Segment Start: DATA TO EXAMINE

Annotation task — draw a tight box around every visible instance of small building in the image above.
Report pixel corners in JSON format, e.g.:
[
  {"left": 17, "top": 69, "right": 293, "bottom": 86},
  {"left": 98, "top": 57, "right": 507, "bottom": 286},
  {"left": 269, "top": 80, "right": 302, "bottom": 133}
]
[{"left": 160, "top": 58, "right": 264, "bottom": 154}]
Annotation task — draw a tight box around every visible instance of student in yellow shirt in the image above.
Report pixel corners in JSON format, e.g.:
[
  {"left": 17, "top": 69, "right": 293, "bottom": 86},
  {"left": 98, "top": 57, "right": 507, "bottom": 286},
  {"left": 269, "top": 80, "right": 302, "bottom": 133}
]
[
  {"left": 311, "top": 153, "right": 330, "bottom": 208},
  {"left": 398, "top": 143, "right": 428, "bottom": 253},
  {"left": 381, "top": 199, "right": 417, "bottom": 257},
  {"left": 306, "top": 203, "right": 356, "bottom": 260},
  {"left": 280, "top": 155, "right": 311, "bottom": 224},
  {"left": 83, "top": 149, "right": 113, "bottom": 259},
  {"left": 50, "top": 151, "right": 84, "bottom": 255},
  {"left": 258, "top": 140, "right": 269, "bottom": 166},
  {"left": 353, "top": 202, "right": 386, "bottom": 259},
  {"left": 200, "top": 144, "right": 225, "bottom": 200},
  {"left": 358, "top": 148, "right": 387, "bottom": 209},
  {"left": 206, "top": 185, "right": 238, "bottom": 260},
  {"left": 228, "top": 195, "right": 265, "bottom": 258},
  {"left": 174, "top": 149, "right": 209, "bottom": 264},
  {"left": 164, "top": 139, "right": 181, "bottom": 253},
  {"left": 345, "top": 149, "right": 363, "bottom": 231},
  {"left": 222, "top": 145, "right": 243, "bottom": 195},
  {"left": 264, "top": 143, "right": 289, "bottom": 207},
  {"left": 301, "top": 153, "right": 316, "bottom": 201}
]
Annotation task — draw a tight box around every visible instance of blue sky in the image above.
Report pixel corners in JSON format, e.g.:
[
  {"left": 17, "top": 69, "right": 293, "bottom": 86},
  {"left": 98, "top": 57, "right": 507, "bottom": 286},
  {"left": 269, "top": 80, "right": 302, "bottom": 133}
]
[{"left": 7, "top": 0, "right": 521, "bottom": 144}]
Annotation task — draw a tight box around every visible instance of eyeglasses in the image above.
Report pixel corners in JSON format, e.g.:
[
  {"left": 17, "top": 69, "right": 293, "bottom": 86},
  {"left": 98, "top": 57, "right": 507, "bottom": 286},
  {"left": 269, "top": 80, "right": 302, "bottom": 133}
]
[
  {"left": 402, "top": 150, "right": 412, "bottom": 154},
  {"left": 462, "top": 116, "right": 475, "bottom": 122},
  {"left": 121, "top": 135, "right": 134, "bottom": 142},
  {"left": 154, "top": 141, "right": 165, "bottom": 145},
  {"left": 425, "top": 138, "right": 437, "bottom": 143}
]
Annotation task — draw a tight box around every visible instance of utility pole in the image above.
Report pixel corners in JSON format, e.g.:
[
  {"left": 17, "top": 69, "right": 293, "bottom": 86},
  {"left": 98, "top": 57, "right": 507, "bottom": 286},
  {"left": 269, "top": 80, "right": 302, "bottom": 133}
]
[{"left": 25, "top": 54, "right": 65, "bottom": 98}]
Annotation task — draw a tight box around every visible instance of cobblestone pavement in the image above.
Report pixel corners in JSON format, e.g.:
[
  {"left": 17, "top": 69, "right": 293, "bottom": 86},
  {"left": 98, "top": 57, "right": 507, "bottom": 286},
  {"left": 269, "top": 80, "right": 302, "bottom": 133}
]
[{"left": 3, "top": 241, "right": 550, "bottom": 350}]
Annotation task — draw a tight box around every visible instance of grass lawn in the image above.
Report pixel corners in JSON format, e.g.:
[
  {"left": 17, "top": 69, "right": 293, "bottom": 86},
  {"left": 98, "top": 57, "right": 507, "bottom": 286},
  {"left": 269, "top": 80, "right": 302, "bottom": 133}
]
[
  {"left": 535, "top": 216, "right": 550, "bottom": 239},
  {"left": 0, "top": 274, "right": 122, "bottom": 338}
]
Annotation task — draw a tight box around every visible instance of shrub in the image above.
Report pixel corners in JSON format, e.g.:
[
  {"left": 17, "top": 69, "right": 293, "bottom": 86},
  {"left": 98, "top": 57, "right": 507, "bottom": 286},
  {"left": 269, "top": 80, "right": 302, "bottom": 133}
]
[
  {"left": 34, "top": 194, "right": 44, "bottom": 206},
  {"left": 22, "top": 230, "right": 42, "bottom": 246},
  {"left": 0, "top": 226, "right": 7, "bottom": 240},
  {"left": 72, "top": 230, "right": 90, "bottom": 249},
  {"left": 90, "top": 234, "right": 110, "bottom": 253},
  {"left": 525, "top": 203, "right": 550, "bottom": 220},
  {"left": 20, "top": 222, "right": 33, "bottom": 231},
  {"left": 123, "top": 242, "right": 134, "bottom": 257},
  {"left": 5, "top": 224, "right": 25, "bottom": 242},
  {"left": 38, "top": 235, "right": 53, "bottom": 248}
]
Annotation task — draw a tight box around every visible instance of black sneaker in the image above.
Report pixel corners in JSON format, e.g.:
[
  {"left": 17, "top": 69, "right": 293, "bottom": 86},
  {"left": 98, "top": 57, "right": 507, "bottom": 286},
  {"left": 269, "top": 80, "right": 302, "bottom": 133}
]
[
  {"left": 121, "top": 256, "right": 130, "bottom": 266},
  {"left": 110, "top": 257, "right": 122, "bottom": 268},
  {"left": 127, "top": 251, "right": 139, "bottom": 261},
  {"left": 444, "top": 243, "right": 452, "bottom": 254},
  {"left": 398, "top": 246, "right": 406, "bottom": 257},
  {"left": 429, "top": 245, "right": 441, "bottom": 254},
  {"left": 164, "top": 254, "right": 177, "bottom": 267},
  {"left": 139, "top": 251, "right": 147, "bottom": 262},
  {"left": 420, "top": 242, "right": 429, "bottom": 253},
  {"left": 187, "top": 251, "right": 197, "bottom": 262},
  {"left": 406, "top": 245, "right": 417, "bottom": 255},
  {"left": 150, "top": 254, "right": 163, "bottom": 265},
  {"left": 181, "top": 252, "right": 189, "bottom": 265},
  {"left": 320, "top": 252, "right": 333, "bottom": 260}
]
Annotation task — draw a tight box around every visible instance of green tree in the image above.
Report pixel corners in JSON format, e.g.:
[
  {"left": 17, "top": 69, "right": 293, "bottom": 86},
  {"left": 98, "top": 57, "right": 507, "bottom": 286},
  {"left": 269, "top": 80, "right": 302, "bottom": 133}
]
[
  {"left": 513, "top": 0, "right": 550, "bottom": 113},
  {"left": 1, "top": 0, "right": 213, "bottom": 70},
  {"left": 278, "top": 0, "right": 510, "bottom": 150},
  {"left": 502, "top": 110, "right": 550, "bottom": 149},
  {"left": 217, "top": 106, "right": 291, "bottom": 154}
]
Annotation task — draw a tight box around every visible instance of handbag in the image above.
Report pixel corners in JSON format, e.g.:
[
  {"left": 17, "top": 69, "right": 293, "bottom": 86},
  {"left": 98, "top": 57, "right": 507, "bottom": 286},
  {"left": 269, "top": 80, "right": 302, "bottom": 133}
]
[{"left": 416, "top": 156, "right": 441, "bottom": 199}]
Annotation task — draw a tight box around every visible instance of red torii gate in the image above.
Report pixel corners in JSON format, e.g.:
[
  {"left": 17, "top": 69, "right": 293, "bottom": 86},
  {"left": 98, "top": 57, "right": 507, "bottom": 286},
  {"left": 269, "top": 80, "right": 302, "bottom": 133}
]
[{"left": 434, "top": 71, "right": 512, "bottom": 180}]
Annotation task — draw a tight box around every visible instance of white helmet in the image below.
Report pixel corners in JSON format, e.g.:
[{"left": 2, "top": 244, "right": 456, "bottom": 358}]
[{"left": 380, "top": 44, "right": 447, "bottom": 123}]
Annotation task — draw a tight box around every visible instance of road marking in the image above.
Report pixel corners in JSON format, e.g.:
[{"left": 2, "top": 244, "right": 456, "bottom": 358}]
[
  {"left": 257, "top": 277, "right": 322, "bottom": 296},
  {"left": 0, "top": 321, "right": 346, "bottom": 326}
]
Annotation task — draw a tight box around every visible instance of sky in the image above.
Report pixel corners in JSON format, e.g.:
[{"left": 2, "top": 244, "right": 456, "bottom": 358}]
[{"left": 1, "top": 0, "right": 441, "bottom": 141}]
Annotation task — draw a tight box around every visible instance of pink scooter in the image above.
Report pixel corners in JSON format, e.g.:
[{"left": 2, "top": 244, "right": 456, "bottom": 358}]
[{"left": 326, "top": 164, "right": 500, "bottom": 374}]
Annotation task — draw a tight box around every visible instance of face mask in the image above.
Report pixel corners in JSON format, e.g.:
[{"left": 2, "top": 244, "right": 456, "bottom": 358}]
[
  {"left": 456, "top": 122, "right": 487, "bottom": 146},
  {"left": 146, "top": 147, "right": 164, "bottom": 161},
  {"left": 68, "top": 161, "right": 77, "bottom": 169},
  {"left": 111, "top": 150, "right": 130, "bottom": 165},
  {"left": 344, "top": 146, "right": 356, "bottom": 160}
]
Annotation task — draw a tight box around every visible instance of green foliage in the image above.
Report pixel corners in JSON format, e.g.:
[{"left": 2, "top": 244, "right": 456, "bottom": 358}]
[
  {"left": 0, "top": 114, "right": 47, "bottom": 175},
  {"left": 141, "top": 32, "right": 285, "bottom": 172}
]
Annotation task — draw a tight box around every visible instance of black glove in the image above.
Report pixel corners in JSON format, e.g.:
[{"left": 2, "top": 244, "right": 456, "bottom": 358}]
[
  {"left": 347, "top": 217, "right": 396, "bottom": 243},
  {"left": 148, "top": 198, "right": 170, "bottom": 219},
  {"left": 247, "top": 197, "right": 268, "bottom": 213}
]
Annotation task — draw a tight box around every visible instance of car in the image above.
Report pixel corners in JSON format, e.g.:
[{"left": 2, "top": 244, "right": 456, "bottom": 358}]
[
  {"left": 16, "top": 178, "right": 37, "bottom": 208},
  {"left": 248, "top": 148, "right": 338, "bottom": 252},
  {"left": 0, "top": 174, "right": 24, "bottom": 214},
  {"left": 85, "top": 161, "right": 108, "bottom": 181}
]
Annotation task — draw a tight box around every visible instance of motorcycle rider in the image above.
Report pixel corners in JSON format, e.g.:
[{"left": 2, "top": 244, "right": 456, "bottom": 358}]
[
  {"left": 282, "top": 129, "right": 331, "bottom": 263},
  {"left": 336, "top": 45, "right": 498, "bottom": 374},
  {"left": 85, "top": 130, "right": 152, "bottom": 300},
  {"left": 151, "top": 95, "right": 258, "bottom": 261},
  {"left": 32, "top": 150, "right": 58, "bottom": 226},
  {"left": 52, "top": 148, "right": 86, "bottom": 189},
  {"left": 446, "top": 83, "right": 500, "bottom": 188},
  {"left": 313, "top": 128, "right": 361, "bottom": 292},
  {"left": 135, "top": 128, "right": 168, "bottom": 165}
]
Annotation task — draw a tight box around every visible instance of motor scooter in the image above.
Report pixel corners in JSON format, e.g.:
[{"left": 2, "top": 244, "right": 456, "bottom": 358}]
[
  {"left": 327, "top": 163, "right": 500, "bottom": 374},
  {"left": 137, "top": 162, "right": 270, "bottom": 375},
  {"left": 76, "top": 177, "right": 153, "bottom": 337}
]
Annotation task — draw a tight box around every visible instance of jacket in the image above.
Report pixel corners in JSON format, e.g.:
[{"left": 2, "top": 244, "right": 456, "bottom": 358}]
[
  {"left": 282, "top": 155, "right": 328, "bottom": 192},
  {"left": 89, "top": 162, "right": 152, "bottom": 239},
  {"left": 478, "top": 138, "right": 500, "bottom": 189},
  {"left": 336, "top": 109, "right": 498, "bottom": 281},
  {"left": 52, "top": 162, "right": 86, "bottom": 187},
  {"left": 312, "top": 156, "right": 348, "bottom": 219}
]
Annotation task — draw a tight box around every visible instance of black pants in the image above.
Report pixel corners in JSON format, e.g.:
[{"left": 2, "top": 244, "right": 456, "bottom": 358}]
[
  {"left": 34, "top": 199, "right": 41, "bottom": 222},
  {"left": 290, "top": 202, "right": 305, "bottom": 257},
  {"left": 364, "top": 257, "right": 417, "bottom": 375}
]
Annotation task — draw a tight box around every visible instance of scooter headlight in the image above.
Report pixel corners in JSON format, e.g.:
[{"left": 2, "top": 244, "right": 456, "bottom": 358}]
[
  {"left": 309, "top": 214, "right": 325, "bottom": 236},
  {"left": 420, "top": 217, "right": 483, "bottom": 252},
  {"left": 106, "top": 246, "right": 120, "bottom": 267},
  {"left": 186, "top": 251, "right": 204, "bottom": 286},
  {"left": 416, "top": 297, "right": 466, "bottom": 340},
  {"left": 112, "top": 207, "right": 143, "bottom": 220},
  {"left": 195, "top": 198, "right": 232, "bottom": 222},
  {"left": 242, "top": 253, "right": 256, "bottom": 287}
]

Segment End: DATA TO EXAMINE

- WORK TASK: In which lines of the material above does the string "green" occur? Copy them all.

- OUTPUT:
Annotation task — draw a tight box around every visible instance of green tree in the image above.
Annotation task — draw a tight box around every visible instance of green foliage in the image above.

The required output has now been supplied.